SET EXERCISE: Rewrite all of the items below, swapping each "dot" for "marker" and leaving everything else unchanged. Omit the pictures from your answer.

::: SUPPLIED RECORDS

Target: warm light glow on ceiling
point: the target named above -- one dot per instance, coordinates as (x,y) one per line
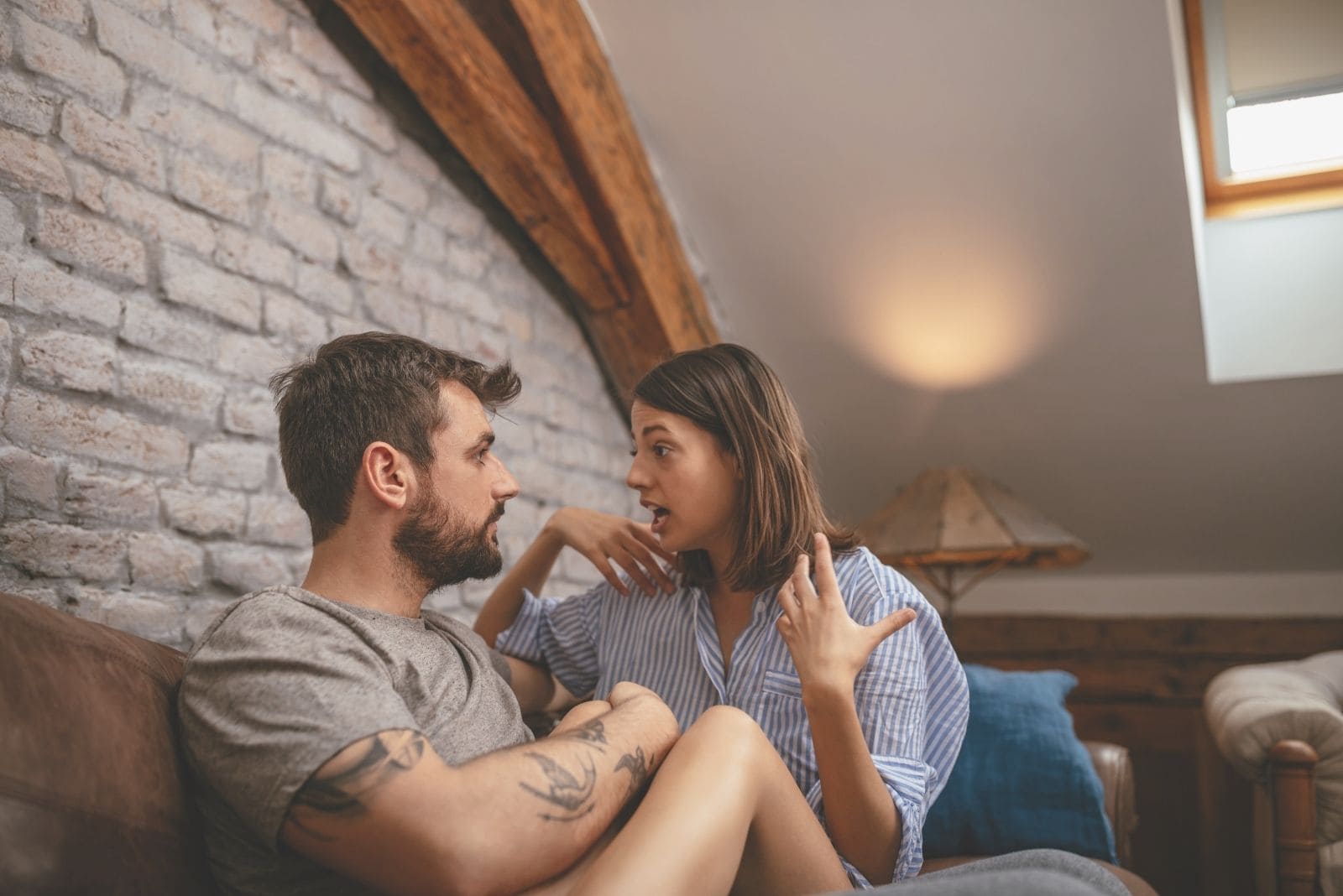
(948,313)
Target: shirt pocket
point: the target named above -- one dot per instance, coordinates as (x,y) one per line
(786,685)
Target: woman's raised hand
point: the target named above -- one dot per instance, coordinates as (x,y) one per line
(828,645)
(606,538)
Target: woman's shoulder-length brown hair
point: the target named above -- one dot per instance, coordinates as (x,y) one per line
(729,392)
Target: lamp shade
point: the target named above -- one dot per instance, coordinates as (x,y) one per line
(955,517)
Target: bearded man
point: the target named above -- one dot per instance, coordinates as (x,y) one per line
(342,739)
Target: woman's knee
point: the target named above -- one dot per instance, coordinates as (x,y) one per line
(729,728)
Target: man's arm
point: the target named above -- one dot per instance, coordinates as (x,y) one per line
(387,810)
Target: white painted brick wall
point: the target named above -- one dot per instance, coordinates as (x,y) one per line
(192,195)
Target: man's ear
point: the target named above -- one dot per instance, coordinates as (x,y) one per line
(389,474)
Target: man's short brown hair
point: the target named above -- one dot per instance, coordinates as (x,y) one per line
(364,388)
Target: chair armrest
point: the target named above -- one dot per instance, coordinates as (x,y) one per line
(1116,775)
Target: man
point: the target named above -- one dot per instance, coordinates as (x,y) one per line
(346,741)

::::::

RESULT FOR THIS EXERCISE:
Target: warm light glow on ceiling
point: the target named above -- one marker per instance, coordinates as (x,y) one per line
(948,313)
Target: shirt pocket
point: the target named above -- one marker per instance, coordinates as (x,y) one per line
(786,685)
Target: woman's raised hand
point: the target named above -- one marker per instance, coordinates as (x,y) one per line
(828,645)
(606,538)
Target: woman's shoulder-length brown hair
point: the target named above -- one marker per instance, coordinates as (x,y) one per line
(729,392)
Target: lamp shade
point: the target named above -- one marker per instance, coordinates as (x,y) one per line
(955,517)
Target: bearded man
point: the target named above -- one marker per instance, coordinates as (x,y) one per line
(342,739)
Target: woman's knee
point: the target named above -- one marker per instance, coordinates as (x,y) one per line
(729,728)
Target: man's arm
point: the target named above -- one marker per instance, coordinates as (x,y) one per line
(387,810)
Target: white painted brick wall
point: the target named above -- one marker per instance, coordinates as (x,y) one per line
(192,195)
Target: man's ear
point: the target named above -- one marker per instance, coordinates as (x,y) one per line
(389,474)
Target: man's short brown hair
point: the target named above -- one marker per instance, coordinates as (x,y) one per line
(364,388)
Target: chair armrest
point: the target named above -- one marker per instance, coordinates as (x,y) one per line
(1116,775)
Target: man
point: the target named above -- one marker per instance, coordinates as (x,y) one per line
(346,741)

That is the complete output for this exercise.